(Records from a data collection)
● ● ●
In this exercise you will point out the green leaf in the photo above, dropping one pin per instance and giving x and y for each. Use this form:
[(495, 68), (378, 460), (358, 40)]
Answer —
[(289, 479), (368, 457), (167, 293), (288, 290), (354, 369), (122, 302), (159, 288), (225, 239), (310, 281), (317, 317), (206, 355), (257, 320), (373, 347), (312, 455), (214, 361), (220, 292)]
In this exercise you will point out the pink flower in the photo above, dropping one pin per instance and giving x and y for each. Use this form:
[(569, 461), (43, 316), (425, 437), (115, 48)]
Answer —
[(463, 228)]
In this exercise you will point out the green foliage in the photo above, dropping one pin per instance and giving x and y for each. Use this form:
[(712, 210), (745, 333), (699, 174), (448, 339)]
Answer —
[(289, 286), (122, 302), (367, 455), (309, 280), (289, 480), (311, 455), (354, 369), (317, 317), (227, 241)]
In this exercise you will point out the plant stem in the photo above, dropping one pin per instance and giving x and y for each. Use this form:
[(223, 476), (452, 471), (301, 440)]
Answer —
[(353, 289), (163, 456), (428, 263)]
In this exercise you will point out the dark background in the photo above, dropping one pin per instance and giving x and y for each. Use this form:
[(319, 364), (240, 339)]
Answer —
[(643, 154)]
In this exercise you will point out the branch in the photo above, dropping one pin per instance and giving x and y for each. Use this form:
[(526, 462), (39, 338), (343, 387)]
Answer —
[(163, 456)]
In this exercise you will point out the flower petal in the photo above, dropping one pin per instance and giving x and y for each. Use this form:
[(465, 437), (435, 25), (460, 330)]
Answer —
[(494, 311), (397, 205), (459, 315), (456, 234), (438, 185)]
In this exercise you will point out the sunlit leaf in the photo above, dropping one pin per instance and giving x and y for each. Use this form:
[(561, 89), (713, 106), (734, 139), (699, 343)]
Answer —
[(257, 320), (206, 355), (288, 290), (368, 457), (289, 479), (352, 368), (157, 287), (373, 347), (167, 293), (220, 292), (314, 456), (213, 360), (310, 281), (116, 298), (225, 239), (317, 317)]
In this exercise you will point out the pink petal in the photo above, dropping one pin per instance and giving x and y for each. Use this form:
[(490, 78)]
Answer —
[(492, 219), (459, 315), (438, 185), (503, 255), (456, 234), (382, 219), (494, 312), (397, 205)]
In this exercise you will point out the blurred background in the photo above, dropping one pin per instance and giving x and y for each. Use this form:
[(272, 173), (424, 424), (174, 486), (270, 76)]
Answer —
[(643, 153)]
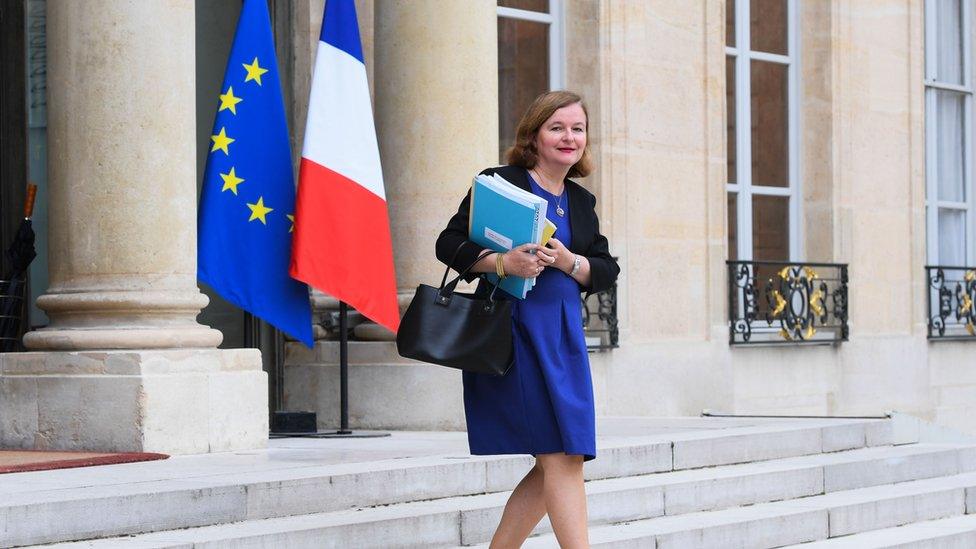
● ● ●
Work to complete =
Please pull out each row above that contains the word "pink" and copy it in full.

Expected answer =
In this exercise you will point out the pink flower in the photo above, dropping one pin per instance and giving x and y for each. Use this form:
In this exercise you will point out the pink petal in the photo above, dropping one pin per instance and giving x and y for each. Use this form:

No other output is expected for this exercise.